## [ABOUT THIS EXERCISE]
Reproduce the records below exactly, with nothing altered.

Natural language region descriptions:
=== Begin Enclosure ===
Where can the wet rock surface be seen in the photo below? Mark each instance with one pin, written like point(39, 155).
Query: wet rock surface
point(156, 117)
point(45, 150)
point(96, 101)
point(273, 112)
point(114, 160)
=== End Enclosure ===
## [YOUR SOLUTION]
Where can the wet rock surface be seen in the photo below? Mark each instance with one pin, written like point(39, 155).
Query: wet rock surface
point(156, 117)
point(45, 150)
point(96, 101)
point(273, 112)
point(114, 160)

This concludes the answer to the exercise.